> **Problem requirements**: Reproduce the entries exactly as they appear below.

[Stored data entries]
──────────────────────────────

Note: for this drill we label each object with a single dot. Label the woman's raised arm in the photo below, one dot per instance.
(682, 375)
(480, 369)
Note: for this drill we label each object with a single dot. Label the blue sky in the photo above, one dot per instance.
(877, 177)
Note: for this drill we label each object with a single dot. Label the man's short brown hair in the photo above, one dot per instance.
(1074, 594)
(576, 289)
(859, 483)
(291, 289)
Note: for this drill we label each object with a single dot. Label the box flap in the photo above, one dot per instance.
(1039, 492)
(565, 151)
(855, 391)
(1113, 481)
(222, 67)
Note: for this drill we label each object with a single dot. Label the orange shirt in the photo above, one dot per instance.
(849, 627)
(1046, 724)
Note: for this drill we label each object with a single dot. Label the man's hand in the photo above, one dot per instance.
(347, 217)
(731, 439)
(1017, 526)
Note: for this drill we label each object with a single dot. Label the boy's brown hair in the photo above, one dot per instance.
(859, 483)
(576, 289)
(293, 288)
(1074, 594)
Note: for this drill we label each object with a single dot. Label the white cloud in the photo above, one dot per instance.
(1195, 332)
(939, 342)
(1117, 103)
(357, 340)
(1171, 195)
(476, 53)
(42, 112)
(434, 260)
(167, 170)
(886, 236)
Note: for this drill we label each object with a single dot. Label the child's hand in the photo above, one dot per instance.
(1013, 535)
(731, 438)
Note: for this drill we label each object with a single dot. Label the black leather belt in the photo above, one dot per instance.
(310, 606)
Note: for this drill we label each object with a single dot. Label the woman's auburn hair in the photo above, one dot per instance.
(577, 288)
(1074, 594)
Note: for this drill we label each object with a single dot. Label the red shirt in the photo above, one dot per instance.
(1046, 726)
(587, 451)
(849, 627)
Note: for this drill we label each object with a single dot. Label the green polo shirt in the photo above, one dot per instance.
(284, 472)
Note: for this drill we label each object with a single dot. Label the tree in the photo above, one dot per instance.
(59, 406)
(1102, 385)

──────────────────────────────

> **Output of the task**:
Note: for this drill we label each object with a single dot. Label the woman's raised arm in the photo below, one dot per instance.
(682, 375)
(480, 369)
Note: for this drill we label each object with a single dot. Label the blue sky in the photo above, one dot per instance.
(877, 177)
Note: for this drill we label each object with a single dot. Label the man's short brown hair in the photo above, one dot per instance.
(1074, 594)
(576, 289)
(859, 483)
(291, 289)
Note: for this drill we label each object with a single dot. Label the box flap in the photo above, one dot per instance.
(1039, 492)
(565, 151)
(855, 391)
(1113, 481)
(222, 67)
Note: for this drill we label each object with a single dot. Label the orange shirt in the photo above, one dot per instance.
(849, 627)
(1046, 724)
Note: for this drill we label each object with a single dot. Label the man's hand in the photo above, one dot per instance.
(347, 217)
(731, 439)
(1017, 526)
Note: for this drill we label each object with a single dot. Label the boy's brown hair in the photo above, one dot per instance.
(859, 483)
(576, 289)
(293, 288)
(1074, 594)
Note: for this drill we label each object with a single dot. Label the white cloud in the photo above, one dot per instance.
(1195, 332)
(939, 342)
(1117, 103)
(357, 340)
(1171, 195)
(476, 53)
(42, 112)
(434, 260)
(167, 170)
(886, 236)
Note: for this drill we label each object with a single dot. Label the child's hand in the photo above, one dot per instance.
(1013, 535)
(731, 438)
Note: for this drill we label each object with a single dot. Label the black leather belt in the photo above, one dot per instance.
(310, 606)
Note: for this drill we label each object with a single dot. Label the woman's auburn hair in the photo above, one dot per instance.
(577, 288)
(1074, 594)
Note: for this drill we label each object with a single dot. Label the red shirt in the photo above, one dot per instance.
(1046, 726)
(587, 451)
(849, 627)
Note: for this drill we label each object with a single dot. Label the green polo shirt in the photo above, one dot per instance.
(284, 472)
Note: for this drill we label each object with a single dot. Label the tree in the photo above, one dot per instance.
(59, 406)
(1102, 385)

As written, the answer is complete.